TASK INPUTS Block Start
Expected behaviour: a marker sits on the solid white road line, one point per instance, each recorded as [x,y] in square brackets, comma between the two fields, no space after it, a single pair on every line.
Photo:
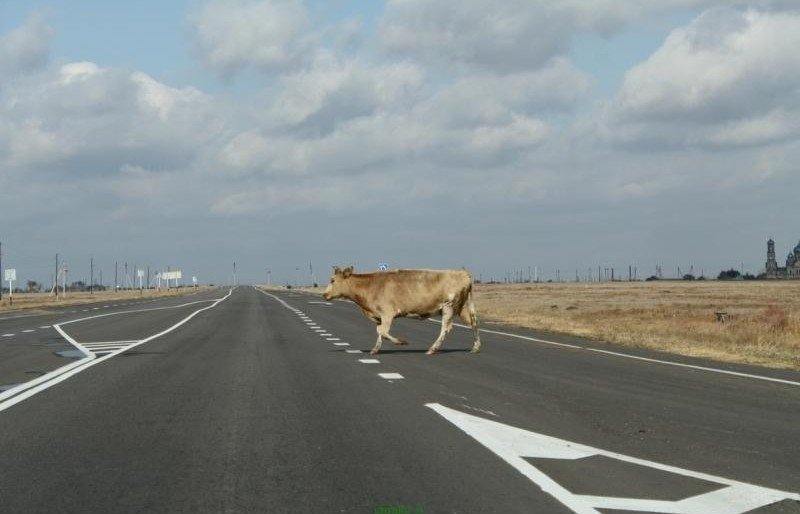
[636,357]
[514,445]
[24,391]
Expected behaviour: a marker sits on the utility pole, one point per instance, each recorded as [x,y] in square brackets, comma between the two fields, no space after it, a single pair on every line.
[55,278]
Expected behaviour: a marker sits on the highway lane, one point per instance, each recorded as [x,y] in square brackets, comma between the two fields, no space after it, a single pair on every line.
[30,346]
[252,407]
TASK INPUTS Block End
» **WHAT THE EXERCISE ASKS**
Type out each line of the records above exactly, skipping any pictures.

» **YOUR RESPONSE**
Expected behaviour: a marker sits on the solid white road line, one point per instance, each recorded as [x,y] in square brackets, comma between the two fields, no space after it, a single pair on every line.
Photo:
[636,357]
[514,445]
[24,391]
Expected behaviour: a marker sits on the utility pole, one point per instance, each recorded as [x,y] in square brackets, comma between the two fields, no space after it, a single pair on every line.
[55,278]
Expected behaviour: a marker sits on the highway lane, one point per instance, each recorded as [x,y] in square brackets, comma between the two fields, no space after it, a single pair on every line.
[30,346]
[252,407]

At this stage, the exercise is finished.